**TEXT PASSAGE**:
— START —

My wife says that: "Not infrequently when I have been called for
the first time to the homes of the better classes I have seen the
children run into the house from the outer court exclaiming,
--'The devil doctor's coming.' Indeed, I have heard the women use
this term in speaking of me to my assistant until I objected,
when they asked with surprise,--'Doesn't she like to be called
foreign devil?' " And so the Empress Dowager's first impression
of the foreigner would be that of a devil.
Colonel Denby tells us that "A Frenchman and his wife were
carried off from Tonquin by bandits who took refuge in China. The
Chinese government was asked to rescue these prisoners and
restore them to liberty. China sent a brigade of troops, who
pursued the bandits to their den and recovered the prisoners. The
French government thanked the Chinese government for its
assistance, and bestowed the decoration of the Legion of Honour
on the brigade commander, and then shortly afterwards demanded
the payment of an enormous indemnity for the outrage on the
ground that China had delayed to effect the rescue. The Chinese
were aghast, but they paid the money."

— END —

**LISTED ENTRIES**:
— START —

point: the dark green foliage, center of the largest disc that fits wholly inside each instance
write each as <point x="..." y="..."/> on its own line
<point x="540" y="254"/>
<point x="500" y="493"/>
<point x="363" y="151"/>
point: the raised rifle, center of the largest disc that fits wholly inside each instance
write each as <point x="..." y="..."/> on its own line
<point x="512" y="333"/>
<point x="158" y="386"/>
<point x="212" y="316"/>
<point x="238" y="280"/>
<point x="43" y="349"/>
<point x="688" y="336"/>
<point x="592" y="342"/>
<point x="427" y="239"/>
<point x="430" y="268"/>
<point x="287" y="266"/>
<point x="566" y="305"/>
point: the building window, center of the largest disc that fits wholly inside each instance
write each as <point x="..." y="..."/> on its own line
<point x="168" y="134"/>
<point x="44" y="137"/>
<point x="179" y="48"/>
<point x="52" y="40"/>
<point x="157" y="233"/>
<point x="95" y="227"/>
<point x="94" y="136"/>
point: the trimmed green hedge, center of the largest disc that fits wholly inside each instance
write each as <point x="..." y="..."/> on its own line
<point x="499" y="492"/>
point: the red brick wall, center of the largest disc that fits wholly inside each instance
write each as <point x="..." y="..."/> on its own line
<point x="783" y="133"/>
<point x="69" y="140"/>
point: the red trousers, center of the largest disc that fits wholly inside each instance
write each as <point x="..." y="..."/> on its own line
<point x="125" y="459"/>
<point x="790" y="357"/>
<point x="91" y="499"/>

— END —
— START —

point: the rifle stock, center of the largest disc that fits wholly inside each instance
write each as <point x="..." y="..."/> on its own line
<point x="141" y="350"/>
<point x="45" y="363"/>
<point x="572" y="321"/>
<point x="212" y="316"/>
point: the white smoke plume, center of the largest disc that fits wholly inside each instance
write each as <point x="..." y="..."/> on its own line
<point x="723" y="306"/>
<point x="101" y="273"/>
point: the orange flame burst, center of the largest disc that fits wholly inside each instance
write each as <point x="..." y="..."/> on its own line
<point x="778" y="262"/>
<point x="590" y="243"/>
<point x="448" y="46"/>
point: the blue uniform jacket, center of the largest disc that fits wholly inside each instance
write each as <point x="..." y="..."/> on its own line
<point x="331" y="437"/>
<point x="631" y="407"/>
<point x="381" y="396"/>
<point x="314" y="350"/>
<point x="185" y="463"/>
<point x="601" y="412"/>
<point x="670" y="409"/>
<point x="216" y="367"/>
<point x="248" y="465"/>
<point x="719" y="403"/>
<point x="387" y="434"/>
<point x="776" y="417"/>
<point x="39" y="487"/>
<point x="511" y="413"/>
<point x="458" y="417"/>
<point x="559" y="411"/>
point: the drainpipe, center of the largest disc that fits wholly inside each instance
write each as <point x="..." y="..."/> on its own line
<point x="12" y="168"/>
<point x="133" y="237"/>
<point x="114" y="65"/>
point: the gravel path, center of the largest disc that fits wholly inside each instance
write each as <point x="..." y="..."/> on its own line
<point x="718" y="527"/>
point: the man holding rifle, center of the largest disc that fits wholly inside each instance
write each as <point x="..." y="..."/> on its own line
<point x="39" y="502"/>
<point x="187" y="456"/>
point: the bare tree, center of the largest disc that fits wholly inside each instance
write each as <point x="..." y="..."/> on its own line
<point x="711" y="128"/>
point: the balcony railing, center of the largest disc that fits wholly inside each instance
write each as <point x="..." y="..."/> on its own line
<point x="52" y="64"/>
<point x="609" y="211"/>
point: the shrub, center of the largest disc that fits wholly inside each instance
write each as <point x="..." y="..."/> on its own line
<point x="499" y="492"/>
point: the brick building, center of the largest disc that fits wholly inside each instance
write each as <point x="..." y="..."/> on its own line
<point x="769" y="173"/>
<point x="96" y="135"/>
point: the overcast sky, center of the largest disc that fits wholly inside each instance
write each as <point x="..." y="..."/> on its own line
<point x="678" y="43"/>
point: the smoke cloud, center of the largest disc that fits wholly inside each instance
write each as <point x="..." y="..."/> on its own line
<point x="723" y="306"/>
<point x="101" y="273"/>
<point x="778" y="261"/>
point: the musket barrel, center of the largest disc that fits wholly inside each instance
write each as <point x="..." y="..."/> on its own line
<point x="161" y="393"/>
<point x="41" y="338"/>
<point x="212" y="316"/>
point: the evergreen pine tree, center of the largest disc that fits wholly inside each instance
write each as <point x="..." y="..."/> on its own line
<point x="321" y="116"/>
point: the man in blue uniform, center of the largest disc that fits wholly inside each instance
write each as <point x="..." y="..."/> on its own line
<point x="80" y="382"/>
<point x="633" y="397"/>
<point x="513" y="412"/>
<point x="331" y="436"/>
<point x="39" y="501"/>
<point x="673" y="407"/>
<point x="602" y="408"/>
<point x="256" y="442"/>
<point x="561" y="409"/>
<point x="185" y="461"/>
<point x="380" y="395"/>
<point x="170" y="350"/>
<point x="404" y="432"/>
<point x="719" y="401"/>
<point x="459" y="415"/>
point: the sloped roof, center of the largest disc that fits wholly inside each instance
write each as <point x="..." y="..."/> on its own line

— END —
— START —

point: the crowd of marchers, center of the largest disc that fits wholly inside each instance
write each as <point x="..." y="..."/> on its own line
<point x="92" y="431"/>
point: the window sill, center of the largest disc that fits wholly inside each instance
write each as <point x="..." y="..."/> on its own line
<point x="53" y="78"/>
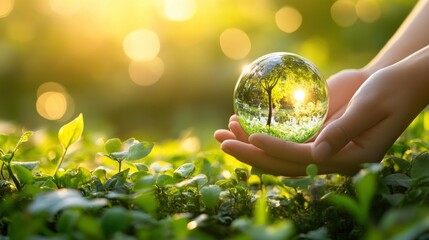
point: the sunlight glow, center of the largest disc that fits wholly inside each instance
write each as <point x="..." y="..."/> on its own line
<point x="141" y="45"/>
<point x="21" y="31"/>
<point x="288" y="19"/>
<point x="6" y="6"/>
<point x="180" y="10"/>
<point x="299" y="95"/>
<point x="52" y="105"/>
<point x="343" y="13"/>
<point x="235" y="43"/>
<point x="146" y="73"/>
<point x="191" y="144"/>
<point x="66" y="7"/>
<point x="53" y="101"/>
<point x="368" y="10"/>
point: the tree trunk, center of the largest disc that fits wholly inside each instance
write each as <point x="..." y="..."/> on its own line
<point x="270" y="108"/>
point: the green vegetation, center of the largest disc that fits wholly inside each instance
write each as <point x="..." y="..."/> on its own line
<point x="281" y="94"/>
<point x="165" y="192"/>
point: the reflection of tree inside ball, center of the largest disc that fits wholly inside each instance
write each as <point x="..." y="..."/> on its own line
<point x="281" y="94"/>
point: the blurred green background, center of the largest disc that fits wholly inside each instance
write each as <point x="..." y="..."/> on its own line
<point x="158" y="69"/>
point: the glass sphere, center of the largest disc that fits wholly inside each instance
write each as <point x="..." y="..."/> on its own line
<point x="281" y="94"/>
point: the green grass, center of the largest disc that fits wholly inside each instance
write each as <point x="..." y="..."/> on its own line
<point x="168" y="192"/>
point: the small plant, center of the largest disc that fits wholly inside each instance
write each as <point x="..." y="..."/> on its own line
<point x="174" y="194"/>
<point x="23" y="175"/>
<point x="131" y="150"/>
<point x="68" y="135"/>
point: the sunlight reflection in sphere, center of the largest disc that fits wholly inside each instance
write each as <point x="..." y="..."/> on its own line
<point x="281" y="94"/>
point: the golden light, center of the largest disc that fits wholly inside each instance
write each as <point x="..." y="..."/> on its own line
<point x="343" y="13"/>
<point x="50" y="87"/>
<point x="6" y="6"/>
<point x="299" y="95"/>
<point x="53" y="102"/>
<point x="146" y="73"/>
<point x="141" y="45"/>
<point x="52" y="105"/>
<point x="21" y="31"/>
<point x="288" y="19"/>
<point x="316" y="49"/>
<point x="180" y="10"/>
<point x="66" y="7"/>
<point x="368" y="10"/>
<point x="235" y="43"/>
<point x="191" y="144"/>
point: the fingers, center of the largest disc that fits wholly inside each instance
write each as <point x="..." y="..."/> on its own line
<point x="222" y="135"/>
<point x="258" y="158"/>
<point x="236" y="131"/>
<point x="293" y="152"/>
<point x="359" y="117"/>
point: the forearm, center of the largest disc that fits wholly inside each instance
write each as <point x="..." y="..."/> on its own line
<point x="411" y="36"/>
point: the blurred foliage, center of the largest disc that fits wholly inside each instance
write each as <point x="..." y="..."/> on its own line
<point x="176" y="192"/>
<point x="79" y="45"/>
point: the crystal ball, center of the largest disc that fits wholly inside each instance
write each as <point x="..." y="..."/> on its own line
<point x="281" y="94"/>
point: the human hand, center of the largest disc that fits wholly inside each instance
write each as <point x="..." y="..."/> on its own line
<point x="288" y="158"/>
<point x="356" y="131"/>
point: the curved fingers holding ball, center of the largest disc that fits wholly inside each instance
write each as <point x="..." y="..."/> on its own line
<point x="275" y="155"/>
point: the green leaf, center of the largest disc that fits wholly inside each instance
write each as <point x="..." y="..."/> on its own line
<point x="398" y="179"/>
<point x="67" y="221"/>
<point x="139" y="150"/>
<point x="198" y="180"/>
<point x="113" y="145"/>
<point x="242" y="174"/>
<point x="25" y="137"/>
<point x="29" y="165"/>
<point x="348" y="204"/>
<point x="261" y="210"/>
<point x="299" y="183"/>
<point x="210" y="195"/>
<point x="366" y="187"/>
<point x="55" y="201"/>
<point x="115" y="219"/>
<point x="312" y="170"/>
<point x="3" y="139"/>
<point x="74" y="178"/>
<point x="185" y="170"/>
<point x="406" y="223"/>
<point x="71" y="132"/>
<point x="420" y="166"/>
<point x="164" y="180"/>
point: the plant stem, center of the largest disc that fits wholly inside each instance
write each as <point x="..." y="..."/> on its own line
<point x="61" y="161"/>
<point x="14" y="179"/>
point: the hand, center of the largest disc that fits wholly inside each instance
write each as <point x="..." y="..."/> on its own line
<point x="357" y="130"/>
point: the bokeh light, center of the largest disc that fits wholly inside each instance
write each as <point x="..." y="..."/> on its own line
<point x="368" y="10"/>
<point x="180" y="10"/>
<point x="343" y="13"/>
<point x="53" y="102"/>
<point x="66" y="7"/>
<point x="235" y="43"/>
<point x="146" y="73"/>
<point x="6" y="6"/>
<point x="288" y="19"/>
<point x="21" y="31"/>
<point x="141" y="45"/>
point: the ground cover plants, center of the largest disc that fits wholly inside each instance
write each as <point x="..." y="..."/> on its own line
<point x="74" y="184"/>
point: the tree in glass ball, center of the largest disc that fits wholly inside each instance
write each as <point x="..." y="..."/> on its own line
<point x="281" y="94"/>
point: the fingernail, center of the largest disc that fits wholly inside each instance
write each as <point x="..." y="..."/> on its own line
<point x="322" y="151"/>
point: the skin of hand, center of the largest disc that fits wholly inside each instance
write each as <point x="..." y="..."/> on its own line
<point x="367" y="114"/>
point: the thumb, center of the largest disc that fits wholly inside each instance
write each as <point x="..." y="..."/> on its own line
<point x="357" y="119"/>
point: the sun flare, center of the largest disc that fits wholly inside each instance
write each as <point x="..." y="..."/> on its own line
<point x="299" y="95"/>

— END —

**INSTRUCTIONS TO FOLLOW**: Please list every action the French government takes in the text passage above.

**EXERCISE ANSWER**:
- It thanked the Chinese government for its assistance.
- It bestowed the decoration of the Legion of Honour on the brigade commander.
- It demanded the payment of an enormous indemnity for the outrage, on the ground that China had delayed to effect the rescue.